**Text provided**
= Beginning of Section =
20141018_171356KOTA KINABALU – A two-day seminar on the Social Teachings of the Church was held at the Sacred Heart Parish Centre Oct 17-18, organized by the Archdiocesan Human Development Commission. It was facilitated by La Salle Brother Anthony Rogers. About 59 persons from St Simon Church Likas, Sacred Heart and CMI attended the seminar which also encompassed reflections on Pope Francis’ “Joy of the Gospel”.

According to Bro Rogers, the key emphases which characterize Catholic Social Teaching are large and by no means exhaustive. However he listed out some of the major themes as:

(a) The Link of Religious and Social Dimension of Life: Where the social dimension is intimately linked with faith. (b) Dignity of the Human Person: Made in the image of God, women and men have a pre-eminent place in the social order. Human dignity can be recognized and protected only in community with others. (c) Political and Economic Rights: All human persons have political (e.g. legal, free speech, migration) and socio-economic rights (e.g. food, shelter, work, education). These rights are to be respected and protected by all institutions of society. (d) Preferential option for the poor where ‘poor’ is understood to refer to the disadvantaged, who as a consequence, suffer oppression and powerlessness. (e) Link of Love and Justice: Love of neighbour is an absolute demand for justice, as actions and structures will respect human dignity and protect human rights and facilitate human development. (f) Promotion of the Common Good: The sum total of the conditions for social living – economic, political, cultural. (g) Subsidiarity: Where responsibilities and decisions should be attended to in local communities and institutions. Structures of families, neighborhoods, community groups, small businesses and local governments should be fostered and participated in. (h) Political participation: Democratic participation in decision-making is the best way to respect the dignity and liberty of people. (i) Economic Justice: The economy is from the people and the resources of the earth are to be shared equitably by all. Just wages and the right of workers to organize are to be respected. (j) Stewardship: People are to respect and share the resources of the earth, and by our work we are co-creators in the continuing development of the earth. (k) Global Solidarity:  We belong to one human family and have mutual obligations to promote the rights and development of all peoples across the world. (l) Promotion of Peace and Integrity of Creation.
= End of Section =
Extend the report on the Kota Kinabalu seminar on Catholic Social Teaching, starting right after its final sentence.

**Information given**
= Beginning of Section =
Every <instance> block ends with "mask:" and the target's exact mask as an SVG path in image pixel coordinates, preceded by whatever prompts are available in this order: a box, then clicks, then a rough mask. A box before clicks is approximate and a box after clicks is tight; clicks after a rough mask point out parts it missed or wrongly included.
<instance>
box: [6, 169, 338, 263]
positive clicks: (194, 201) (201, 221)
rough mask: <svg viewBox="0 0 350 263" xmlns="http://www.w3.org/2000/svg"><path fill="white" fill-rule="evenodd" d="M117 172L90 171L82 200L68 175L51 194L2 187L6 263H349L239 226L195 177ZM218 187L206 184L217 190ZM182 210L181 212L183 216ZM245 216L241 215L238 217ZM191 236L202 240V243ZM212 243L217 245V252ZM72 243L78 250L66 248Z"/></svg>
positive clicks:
= End of Section =
**Written answer**
Coincidentally this seminar was conducted just before Mission Sunday where the universal Church reminds us of our mission to go forth and evangelize. Bro Rogers helped the participants to focus on how we look at New Evangelization as transforming civilization and make it relevant for the post-modern world.

“To evangelize is to make the kingdom of God present in our world”.

According to him, the missionary key is the way forward and this moves the Church “from a pastoral ministry of mere conservation to a decidedly missionary pastoral ministry”. We need servant leadership for the Kingdom not based on tradition and loyalty but in the path of Humility, Poverty and Simplicity of the Jesus of the Gospels.

The task for us is to proclaim boldly the Gospel not only with words but with a life transformed by God’s presence, to be Spirit-filled evangelizers. Only a faith that is alive can through Words (head) and Works (hand) touch the heart. Only by a personal encounter with Jesus we undergo a conversion, and only then through contemplation, learn to see anew, feel anew and listen anew.  This conversion gives rise to compassion which leads to courage to move to change the hearts of others.

The participants were divided into small groups to discuss the key concerns that threaten the world and its effects on the Church and ultimately their own faith.  Topmost was the environment we live in today – an age of vast information and knowledge leading to a more secular society pervaded by consumerism. Economic inequalities, violence, war and persecution and a spiritual desert in some societies have resulted in evangelizers who lack joy, spirituality without God, defeatism, selfishness and spiritual sloth, lack of zeal, secularism and relativism – where lack of norms become normal.

These global threats and challenges also impact our local Church in Sabah where the prevailing environment affects our communities and our families to the very core. Transmission of faith to our children is under siege, resulting in weak faith formation leaving them susceptible to external influences. Serious concerns pointed out by the groups included the tyranny of money; family problems; lack of quality time with children resulting in loss of identity and growing indifference; corruption as a way of life; inequalities in society; an unfettered social media.

In order to evangelize effectively, we must, according to Pope Francis, free ourselves from the culture of prosperity and reject the idolatry of money; reject a financial system which promotes exclusion and  inequality in society  which could lead to violence; reject selfishness and spiritual sloth; not to be pessimistic but to have confidence in our missionary zeal; reject spiritual worldliness but only to seek God’s glory; not have warring among ourselves; have a renewed personal encounter with Jesus Christ or an openness to letting him encounter us; and having new encounters with others and be challenged  with their pains, pleas and joys through their close interaction with us.

The Second Vatican Council (1962-65) marked a fundamental change in the Church’s attitude and perspective toward the world and its methodology of the Church’s Social Teaching.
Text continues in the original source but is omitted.